* _Work to do_
From the business news passage below, list every figure that states how much something decreased, not the level it dropped to.

* _Document passage_
:::::
Intel said its first-quarter revenues would total about $5.9 billion--down 10% from the same period last year. It had been predicting a slight revenue increase for the quarter. Initially, the company's stock fell to 75 5/8, a drop of 10 3/16, while the Dow Jones Industrial Average fell 94.91 points and the tech-heavy Nasdaq fell 47.78 points, its third worst day ever. By week's end, however, Intel's stock had reached 78 1/8 at close. It's possible that demand for PCs will remain healthy--the industry still forecasts growth of 12% to 15% this year. But Intel faces tougher competition in the "sub-$1,000" segment of the computer market, where it doesn't enjoy such a commanding position and must sell cheaper chips. To become a bigger force in that business, Intel introduced its new low-cost Celeron chip. If that product doesn't catch on quickly, then the outlook for Intel shares--and technology stocks in general--could continue to be less than chipper.

IS IT REAL? LOOK FOR THE SIGNATURE

Would a diamond by any other name shine as bright? Not in the minds of the people at De Beers, the South African mining giant that dominates the market for the precious stone. Apparently wishing to amend its famous slogan to suggest that only a De Beers diamond is forever, the group developed technology to inscribe a tiny brand name and a security number on the flat top of a gem. The idea is to help consumers guard against buying non-De Beers diamonds or--God forbid--synthetic gems. Invisible to the eye, even when aided by a jeweler's loupe, the inscription will be legible only with a patented reading tool. The signatures will be test-marketed in Manchester, England this June.
:::::
* _Position annotation records_
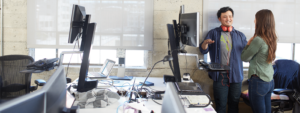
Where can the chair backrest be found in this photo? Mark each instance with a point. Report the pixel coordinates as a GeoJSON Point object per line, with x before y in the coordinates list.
{"type": "Point", "coordinates": [12, 82]}
{"type": "Point", "coordinates": [286, 74]}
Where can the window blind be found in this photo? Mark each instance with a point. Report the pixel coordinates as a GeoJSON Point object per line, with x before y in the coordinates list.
{"type": "Point", "coordinates": [126, 24]}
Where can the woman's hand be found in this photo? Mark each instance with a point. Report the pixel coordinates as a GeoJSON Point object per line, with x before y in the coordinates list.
{"type": "Point", "coordinates": [249, 42]}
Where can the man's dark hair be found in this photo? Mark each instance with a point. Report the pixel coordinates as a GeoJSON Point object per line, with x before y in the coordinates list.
{"type": "Point", "coordinates": [223, 10]}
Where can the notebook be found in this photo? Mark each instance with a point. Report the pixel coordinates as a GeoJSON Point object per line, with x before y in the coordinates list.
{"type": "Point", "coordinates": [104, 71]}
{"type": "Point", "coordinates": [188, 88]}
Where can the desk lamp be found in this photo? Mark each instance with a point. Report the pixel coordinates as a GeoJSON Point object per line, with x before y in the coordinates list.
{"type": "Point", "coordinates": [166, 58]}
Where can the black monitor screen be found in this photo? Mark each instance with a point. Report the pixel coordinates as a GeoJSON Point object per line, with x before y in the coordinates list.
{"type": "Point", "coordinates": [189, 27]}
{"type": "Point", "coordinates": [77, 19]}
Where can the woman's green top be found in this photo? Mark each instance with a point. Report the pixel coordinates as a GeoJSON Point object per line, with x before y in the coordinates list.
{"type": "Point", "coordinates": [257, 53]}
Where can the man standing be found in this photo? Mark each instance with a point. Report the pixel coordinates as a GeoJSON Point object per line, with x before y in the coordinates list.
{"type": "Point", "coordinates": [225, 45]}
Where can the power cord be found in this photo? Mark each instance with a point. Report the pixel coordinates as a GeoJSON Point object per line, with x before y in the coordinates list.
{"type": "Point", "coordinates": [156, 102]}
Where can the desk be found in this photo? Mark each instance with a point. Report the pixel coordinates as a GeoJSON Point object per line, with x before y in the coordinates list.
{"type": "Point", "coordinates": [158, 85]}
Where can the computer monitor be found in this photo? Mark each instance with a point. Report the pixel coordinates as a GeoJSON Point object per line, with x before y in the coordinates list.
{"type": "Point", "coordinates": [80, 21]}
{"type": "Point", "coordinates": [77, 19]}
{"type": "Point", "coordinates": [50, 99]}
{"type": "Point", "coordinates": [186, 32]}
{"type": "Point", "coordinates": [189, 29]}
{"type": "Point", "coordinates": [107, 67]}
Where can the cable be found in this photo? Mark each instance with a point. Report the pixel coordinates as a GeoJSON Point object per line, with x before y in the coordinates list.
{"type": "Point", "coordinates": [120, 105]}
{"type": "Point", "coordinates": [72, 54]}
{"type": "Point", "coordinates": [150, 72]}
{"type": "Point", "coordinates": [194, 72]}
{"type": "Point", "coordinates": [156, 102]}
{"type": "Point", "coordinates": [185, 63]}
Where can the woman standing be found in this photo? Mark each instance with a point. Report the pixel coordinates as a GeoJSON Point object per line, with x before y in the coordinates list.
{"type": "Point", "coordinates": [260, 51]}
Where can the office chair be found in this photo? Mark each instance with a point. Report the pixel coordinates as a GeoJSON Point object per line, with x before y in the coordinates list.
{"type": "Point", "coordinates": [13, 83]}
{"type": "Point", "coordinates": [286, 83]}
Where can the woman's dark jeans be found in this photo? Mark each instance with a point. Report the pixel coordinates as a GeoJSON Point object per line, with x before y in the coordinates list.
{"type": "Point", "coordinates": [260, 95]}
{"type": "Point", "coordinates": [222, 92]}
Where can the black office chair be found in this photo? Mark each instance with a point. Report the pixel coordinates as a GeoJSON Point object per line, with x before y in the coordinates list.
{"type": "Point", "coordinates": [13, 83]}
{"type": "Point", "coordinates": [286, 83]}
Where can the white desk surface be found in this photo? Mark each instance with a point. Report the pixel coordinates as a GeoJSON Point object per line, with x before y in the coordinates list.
{"type": "Point", "coordinates": [158, 85]}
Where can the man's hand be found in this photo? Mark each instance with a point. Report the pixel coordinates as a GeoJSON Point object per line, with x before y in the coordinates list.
{"type": "Point", "coordinates": [206, 42]}
{"type": "Point", "coordinates": [249, 42]}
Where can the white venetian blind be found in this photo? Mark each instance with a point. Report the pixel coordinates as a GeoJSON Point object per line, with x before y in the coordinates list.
{"type": "Point", "coordinates": [124, 24]}
{"type": "Point", "coordinates": [286, 13]}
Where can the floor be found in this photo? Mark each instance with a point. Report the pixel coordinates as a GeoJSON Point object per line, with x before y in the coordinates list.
{"type": "Point", "coordinates": [244, 108]}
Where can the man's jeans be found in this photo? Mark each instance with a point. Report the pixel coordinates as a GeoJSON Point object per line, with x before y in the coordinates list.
{"type": "Point", "coordinates": [222, 92]}
{"type": "Point", "coordinates": [260, 95]}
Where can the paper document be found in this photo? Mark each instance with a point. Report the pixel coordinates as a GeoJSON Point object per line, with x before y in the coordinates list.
{"type": "Point", "coordinates": [197, 99]}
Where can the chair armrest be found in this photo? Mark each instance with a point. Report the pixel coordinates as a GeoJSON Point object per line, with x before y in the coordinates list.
{"type": "Point", "coordinates": [283, 91]}
{"type": "Point", "coordinates": [40, 82]}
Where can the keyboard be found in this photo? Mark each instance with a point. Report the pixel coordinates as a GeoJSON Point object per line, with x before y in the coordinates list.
{"type": "Point", "coordinates": [214, 66]}
{"type": "Point", "coordinates": [218, 67]}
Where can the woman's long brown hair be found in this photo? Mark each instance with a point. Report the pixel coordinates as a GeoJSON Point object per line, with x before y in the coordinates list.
{"type": "Point", "coordinates": [265, 28]}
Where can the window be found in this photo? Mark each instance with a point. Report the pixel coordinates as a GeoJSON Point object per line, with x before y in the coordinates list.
{"type": "Point", "coordinates": [119, 23]}
{"type": "Point", "coordinates": [297, 53]}
{"type": "Point", "coordinates": [126, 24]}
{"type": "Point", "coordinates": [134, 58]}
{"type": "Point", "coordinates": [284, 51]}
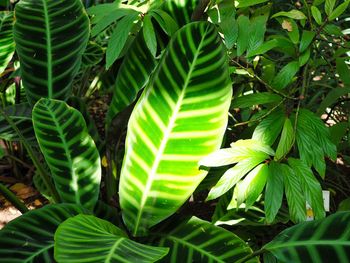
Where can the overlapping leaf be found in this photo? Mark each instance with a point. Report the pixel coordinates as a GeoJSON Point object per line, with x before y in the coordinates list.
:::::
* _Result of the exercise_
- 10% (Intel's first-quarter revenues compared with the same period last year)
- 10 3/16 (the initial drop in Intel's stock)
- 94.91 points (the fall in the Dow Jones Industrial Average)
- 47.78 points (the fall in the Nasdaq)